*What to do*
Reproduce every entry exactly, without alteration.

Point-per-instance localization data:
=== Section Start ===

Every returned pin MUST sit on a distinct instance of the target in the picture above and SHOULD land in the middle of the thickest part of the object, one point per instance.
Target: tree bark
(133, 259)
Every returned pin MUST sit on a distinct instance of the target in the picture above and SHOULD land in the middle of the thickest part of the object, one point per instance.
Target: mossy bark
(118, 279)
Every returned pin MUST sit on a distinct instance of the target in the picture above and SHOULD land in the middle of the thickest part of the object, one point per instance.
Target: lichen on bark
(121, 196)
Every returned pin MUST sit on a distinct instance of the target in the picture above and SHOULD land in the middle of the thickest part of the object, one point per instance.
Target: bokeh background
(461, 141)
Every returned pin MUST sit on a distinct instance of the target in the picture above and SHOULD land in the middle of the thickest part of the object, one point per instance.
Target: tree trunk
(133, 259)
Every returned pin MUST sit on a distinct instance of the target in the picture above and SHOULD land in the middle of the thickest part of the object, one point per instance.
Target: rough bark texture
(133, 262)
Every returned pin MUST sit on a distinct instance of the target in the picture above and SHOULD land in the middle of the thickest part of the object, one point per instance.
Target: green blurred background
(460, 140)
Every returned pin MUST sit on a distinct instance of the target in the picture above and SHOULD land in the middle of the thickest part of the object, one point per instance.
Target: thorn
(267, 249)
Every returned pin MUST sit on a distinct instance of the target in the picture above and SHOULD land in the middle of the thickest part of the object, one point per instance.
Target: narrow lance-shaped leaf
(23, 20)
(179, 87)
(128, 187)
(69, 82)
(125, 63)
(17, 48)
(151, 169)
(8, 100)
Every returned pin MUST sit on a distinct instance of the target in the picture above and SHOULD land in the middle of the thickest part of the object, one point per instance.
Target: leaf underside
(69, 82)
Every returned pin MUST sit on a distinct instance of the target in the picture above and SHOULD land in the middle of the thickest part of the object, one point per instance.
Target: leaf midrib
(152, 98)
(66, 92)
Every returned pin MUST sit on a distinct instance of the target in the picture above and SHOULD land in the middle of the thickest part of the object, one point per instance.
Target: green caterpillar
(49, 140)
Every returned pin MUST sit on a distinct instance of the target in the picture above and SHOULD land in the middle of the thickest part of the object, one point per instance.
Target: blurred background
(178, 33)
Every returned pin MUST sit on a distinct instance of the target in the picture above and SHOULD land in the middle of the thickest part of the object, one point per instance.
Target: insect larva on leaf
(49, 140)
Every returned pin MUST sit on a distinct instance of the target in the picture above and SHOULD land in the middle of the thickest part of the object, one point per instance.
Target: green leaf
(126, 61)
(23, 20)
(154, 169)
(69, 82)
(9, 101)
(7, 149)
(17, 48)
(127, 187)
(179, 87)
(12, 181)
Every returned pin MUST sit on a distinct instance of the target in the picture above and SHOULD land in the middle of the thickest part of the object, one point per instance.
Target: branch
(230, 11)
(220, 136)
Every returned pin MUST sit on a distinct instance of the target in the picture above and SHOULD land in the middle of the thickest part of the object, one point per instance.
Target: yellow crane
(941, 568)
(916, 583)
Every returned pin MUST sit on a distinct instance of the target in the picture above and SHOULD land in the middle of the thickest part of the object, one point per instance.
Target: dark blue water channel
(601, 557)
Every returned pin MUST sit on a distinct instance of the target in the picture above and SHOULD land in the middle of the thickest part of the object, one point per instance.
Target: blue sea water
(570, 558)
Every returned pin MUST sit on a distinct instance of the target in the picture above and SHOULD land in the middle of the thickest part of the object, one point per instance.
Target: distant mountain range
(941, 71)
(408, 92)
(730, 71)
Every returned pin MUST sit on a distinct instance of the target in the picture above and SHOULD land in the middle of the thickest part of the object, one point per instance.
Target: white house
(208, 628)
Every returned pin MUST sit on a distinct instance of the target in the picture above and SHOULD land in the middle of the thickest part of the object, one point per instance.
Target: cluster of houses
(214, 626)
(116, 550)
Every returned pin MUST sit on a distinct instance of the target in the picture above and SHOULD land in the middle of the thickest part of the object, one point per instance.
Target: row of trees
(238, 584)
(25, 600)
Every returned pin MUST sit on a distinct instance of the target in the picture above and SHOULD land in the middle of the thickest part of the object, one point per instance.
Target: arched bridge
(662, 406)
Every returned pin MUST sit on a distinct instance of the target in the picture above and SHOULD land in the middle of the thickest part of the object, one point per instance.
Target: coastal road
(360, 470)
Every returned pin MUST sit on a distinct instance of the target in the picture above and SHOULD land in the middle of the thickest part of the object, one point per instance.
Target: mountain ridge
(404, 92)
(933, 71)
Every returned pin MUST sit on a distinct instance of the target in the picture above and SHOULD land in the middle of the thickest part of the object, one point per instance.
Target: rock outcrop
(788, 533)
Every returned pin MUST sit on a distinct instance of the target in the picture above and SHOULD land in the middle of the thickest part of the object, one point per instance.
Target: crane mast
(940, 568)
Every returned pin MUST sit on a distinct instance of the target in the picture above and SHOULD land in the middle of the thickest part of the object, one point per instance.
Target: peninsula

=== Section End ===

*Result*
Every returned pin MUST sit on a distinct instance of the target in the picture above and SHOULD land in the middle of the thickest part of the object, one point per instance.
Target: tree bark
(133, 259)
Every returned pin MUST sit on a distinct instance of the target in the picture above and SHOULD land in the middle of the thickest part of the object, one point per instance.
Target: mossy bark
(118, 279)
Every returned pin MUST sit on a distinct instance of the target in the picture above and SHOULD land in the middle of the thickest part of the object, one point per instance.
Target: lichen on bark
(121, 196)
Every returned pin MUST sit on a distinct instance of the target in the picture above and SHOULD land in the middle of the thickest part of the object, one point per instance.
Target: bokeh background
(461, 141)
Every returned pin MUST sit on a distinct instance of the target in the picture above and SHOULD land in the middle of the thickest part of the object, one point per instance.
Target: tree trunk
(133, 259)
Every returned pin MUST sit on a distinct instance of the target in the picture above and SHOULD land in the middle of the thickest part of the object, one point per instance.
Target: rough bark texture
(133, 262)
Every returned pin MUST sit on a distinct instance of the target in the picture above and SHOULD land in the middle of the thickest part of the object, one point per instance.
Target: green blurred background
(460, 140)
Every returned pin MUST sit on a distinct instance of the target in the picture above and SHOULD land in the middle of the thickest part of the object, one point per instance.
Target: thorn
(267, 249)
Every returned pin MUST sit on a distinct instance of the target in the picture above and SHOULD land in the middle of the thickest part of the object, one point per instance.
Target: narrow lance-shaped leaf
(23, 20)
(179, 87)
(128, 187)
(69, 82)
(125, 63)
(17, 48)
(151, 169)
(8, 100)
Every returned pin MUST sit on a distinct instance of the target in the picture above and SHOULD land in the middle of the thickest part of the object, one point per instance.
Target: leaf underside
(69, 82)
Every returned pin MUST sit on a distinct instance of the target in the picture above and SHOULD land in the middle of the thickest part of the object, one point per instance.
Target: leaf midrib
(152, 98)
(66, 92)
Every returned pin MUST sit on a distinct instance of the target in the picture above and SHOULD land in the middle of the thickest part of the object, one point per instance.
Target: green caterpillar
(49, 140)
Every returned pin MUST sit on a distinct instance of the target in the picture above and SHOULD land in the middle of the thickest part of the object, one point per instance.
Target: blurred background
(178, 33)
Every returned pin MUST sit on a distinct instance of the target in the picture above and SHOULD land in the middle of the thickest part of the object, one point per instance.
Target: insect larva on leaf
(49, 140)
Every returned pin MUST sit on a distinct instance of the target in the picture above and SHOULD land in the middle of the thickest part of the object, one point per instance.
Target: green leaf
(126, 61)
(23, 20)
(154, 169)
(69, 82)
(9, 101)
(7, 149)
(17, 48)
(127, 187)
(179, 87)
(12, 181)
Every returned pin MUST sit on a distinct instance of the target in the picture above and SHOULD land in the middle of the thickest part of the object, one point per instance.
Target: branch
(230, 11)
(220, 136)
Every returned pin MUST sit on a distinct instance of the target in the picture above and SHOULD land in the middle of the thickest part of the object, one point per instance.
Target: yellow crane
(941, 568)
(916, 583)
Every returned pin MUST sit on a distinct instance of the target in the picture above and SHOULD land in the middle of the thickest part of the object, one point per instance.
Target: dark blue water channel
(601, 557)
Every returned pin MUST sit on a distinct instance of the target in the picture above and SHOULD land in the middle of the thickest part of the object, one point per instance.
Target: blue sea water
(570, 558)
Every returned pin MUST sit on a distinct instance of the target in the picture above and SHOULD land in the middle of the thickest part of the object, one point per instance.
Target: distant mountain range
(941, 71)
(408, 92)
(730, 71)
Every returned pin MUST sit on a distinct instance of the target in the picture above and SHOULD land in the middle of the thickest part of the object, one point per instance.
Target: white house
(208, 628)
Every returned pin MUST sit on a distinct instance of the target in the picture above and SHOULD land in the middle of the thickest part of the object, one point per instance.
Target: cluster of houses
(214, 626)
(116, 550)
Every returned pin MUST sit on a distinct instance of the target in the picture above and SHOULD land in the middle of the thickest part of the object, one point per instance.
Target: row of trees
(238, 584)
(25, 600)
Every returned pin MUST sit on a distinct instance of the target in the picture above and SHOULD land in the middle of the thickest part of the object, one point per instance.
Target: arched bridge
(662, 406)
Every returned pin MUST sit on a distinct instance of the target in the picture above and SHOULD land in the middle of the thickest part of the object, one point per instance.
Target: coastal road
(360, 470)
Every returned pin MUST sit on a distinct instance of the target in the picture above and SHOULD land in the middle of the thickest part of the object, one point per instance.
Target: mountain ridge
(404, 92)
(933, 71)
Every returned pin MUST sit on a distinct instance of the target in the picture above and SHOULD land in the middle of the thickest part of the object, one point per instance.
Target: rock outcrop
(788, 533)
Every returned pin MUST sit on a distinct instance of the target in the picture above and SHOULD land in the middle of the thickest part of the object, one point per instance.
Target: crane mast
(940, 568)
Every returned pin MUST sit on a distinct instance of the target in the picture above and SHOULD land in the middle of the thickest part of the object, one point per instance.
Target: peninsula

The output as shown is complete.